_WHAT IS NEEDED_
Starting with the line containing "Study the scene above and determine whether any chair leg" and continuing through the line containing "xmin=391 ymin=83 xmax=420 ymax=132", write out every line of the material again, requests included, offsetting each bounding box coordinate in the answers by 83.

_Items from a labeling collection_
## BEGIN
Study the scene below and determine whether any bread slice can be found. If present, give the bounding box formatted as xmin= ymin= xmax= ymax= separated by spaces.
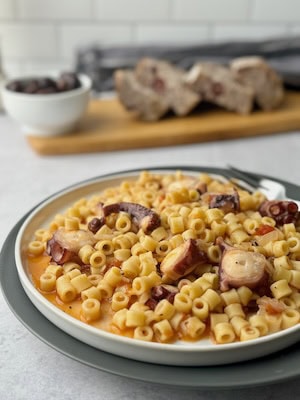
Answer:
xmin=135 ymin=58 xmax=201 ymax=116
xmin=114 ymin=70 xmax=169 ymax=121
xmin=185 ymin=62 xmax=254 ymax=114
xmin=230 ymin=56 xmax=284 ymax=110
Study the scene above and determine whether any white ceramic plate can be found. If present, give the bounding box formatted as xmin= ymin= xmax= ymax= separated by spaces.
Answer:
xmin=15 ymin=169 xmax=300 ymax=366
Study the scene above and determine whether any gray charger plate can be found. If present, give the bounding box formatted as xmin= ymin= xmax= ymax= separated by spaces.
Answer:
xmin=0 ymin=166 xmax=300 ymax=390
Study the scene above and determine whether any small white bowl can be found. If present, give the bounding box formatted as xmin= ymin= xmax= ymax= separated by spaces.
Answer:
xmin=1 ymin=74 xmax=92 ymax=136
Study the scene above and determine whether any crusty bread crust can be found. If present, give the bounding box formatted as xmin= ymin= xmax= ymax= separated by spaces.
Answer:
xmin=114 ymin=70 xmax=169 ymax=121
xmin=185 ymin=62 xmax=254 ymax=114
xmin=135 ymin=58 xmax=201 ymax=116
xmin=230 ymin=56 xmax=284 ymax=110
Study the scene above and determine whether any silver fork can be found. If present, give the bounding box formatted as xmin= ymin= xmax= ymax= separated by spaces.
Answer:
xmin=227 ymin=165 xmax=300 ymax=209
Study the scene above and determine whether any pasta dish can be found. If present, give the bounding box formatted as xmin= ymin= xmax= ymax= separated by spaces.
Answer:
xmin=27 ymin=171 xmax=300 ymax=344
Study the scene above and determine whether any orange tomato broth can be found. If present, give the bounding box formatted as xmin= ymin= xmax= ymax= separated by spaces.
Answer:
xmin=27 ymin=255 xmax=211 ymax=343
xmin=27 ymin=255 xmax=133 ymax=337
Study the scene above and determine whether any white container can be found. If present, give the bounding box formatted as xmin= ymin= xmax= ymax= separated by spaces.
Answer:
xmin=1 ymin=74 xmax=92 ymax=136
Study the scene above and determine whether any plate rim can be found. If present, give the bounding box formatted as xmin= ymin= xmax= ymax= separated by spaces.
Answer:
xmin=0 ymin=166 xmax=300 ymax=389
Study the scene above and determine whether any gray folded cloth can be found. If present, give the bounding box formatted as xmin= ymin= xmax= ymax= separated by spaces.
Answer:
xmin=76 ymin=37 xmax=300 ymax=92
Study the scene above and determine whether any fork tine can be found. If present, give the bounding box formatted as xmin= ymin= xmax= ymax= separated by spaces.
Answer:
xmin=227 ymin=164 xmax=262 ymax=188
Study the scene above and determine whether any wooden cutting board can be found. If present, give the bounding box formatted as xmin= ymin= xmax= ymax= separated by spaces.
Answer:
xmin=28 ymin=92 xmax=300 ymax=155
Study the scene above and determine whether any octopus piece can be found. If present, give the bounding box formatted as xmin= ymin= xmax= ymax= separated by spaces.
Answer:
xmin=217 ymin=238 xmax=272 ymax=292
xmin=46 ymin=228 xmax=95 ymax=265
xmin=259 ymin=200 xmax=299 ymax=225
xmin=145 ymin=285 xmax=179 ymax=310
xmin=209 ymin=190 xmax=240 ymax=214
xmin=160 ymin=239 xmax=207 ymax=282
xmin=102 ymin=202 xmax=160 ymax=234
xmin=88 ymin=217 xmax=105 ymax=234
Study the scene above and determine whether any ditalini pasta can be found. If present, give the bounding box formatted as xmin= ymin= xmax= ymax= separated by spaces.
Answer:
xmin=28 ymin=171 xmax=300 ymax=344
## END
## BEGIN
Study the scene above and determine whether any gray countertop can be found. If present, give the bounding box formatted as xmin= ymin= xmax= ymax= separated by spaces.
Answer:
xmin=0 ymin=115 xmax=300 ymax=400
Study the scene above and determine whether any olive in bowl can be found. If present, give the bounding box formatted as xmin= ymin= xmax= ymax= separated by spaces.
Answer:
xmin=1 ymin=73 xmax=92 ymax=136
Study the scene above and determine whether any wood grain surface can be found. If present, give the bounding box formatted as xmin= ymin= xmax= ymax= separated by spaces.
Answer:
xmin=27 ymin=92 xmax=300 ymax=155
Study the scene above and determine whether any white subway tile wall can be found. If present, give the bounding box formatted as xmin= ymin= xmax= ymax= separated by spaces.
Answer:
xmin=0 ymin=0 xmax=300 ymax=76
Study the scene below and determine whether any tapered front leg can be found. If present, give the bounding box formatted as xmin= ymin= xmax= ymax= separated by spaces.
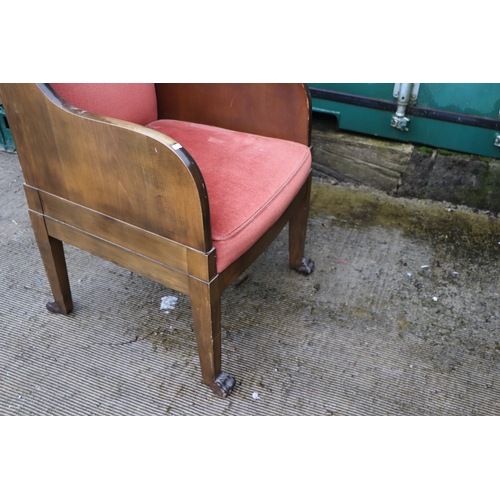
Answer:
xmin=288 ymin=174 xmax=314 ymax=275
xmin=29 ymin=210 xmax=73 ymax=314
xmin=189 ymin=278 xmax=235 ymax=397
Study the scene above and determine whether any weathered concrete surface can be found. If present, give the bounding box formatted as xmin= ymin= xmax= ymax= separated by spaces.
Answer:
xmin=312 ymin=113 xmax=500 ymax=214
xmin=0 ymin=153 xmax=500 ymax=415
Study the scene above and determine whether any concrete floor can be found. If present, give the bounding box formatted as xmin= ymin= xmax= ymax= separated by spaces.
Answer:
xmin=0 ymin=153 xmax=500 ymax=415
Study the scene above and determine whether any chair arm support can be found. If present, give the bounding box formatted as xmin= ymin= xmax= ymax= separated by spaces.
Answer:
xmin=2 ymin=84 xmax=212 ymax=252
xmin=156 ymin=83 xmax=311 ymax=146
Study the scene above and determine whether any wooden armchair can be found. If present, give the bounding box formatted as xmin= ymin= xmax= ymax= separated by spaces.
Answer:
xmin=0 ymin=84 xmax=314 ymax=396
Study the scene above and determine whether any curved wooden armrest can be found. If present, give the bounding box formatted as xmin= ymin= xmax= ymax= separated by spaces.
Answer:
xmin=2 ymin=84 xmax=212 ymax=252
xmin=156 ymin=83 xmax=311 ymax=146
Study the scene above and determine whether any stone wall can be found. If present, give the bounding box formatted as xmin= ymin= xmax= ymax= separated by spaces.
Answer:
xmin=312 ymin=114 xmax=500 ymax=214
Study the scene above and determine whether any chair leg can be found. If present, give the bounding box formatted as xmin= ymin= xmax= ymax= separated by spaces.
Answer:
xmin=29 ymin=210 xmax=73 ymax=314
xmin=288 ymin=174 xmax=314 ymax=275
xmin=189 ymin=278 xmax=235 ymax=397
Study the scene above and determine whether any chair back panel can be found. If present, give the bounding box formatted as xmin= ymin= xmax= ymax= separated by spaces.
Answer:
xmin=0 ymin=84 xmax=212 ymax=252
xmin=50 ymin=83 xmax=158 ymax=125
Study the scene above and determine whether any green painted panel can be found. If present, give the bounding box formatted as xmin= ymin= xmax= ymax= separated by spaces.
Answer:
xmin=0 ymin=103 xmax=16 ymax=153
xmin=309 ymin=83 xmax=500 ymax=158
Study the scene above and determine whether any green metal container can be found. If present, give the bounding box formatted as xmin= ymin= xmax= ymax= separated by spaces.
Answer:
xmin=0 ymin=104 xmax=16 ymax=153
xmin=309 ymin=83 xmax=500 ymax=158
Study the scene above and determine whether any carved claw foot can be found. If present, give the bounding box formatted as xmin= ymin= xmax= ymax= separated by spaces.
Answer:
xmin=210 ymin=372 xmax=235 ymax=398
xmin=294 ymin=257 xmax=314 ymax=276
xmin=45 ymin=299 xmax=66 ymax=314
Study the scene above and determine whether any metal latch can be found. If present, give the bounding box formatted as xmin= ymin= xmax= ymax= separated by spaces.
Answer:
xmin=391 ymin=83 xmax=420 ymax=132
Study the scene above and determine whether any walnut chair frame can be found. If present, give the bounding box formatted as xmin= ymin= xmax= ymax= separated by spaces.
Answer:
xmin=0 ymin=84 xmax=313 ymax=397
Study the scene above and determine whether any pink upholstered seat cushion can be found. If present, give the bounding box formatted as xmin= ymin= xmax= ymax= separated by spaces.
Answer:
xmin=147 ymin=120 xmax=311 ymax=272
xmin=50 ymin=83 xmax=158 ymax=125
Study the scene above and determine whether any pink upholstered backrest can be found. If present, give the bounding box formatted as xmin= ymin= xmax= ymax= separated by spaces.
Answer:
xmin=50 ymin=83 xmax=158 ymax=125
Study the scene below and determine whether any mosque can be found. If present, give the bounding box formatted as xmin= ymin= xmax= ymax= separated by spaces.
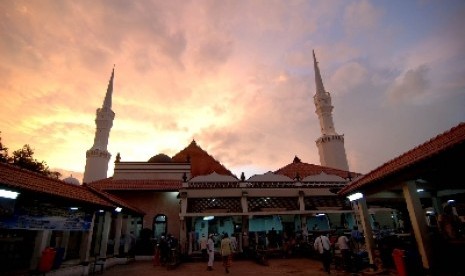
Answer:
## END
_COMPLETE RESPONSE_
Study the scene above and determine whether any chair leg can be found. If present, give the bounding box formatted as xmin= ymin= xmax= ymax= separated by spaces.
Answer:
xmin=112 ymin=293 xmax=156 ymax=397
xmin=371 ymin=257 xmax=397 ymax=358
xmin=272 ymin=361 xmax=318 ymax=480
Study the scene above and determine whether any chair back panel can be found. If present, give the bounding box formatted as xmin= ymin= xmax= ymax= separated by spaces.
Answer:
xmin=83 ymin=167 xmax=295 ymax=335
xmin=133 ymin=166 xmax=241 ymax=208
Study the scene above and determine whether any green painted panel can be found. If present, give the bounding box formatted as xmin= ymin= xmax= ymax= separated by spaces.
Answer:
xmin=83 ymin=186 xmax=99 ymax=236
xmin=392 ymin=166 xmax=583 ymax=241
Study the scene above and determine whether any green metal container can be found. If present, give the bounding box formatted as xmin= ymin= xmax= ymax= separated by spaces.
Answer:
xmin=83 ymin=187 xmax=99 ymax=236
xmin=392 ymin=166 xmax=583 ymax=241
Study the scene above and determine whether any carved claw foot can be found. If present, give the bounding box formatted as xmin= ymin= xmax= ymax= separated by spaces.
Answer:
xmin=293 ymin=455 xmax=318 ymax=481
xmin=377 ymin=340 xmax=397 ymax=359
xmin=128 ymin=382 xmax=149 ymax=397
Study the scene above and determine whether any metal latch can be found. If present, give the bounding box formatted as xmin= ymin= xmax= ymax= separated by spaces.
Answer:
xmin=474 ymin=166 xmax=503 ymax=215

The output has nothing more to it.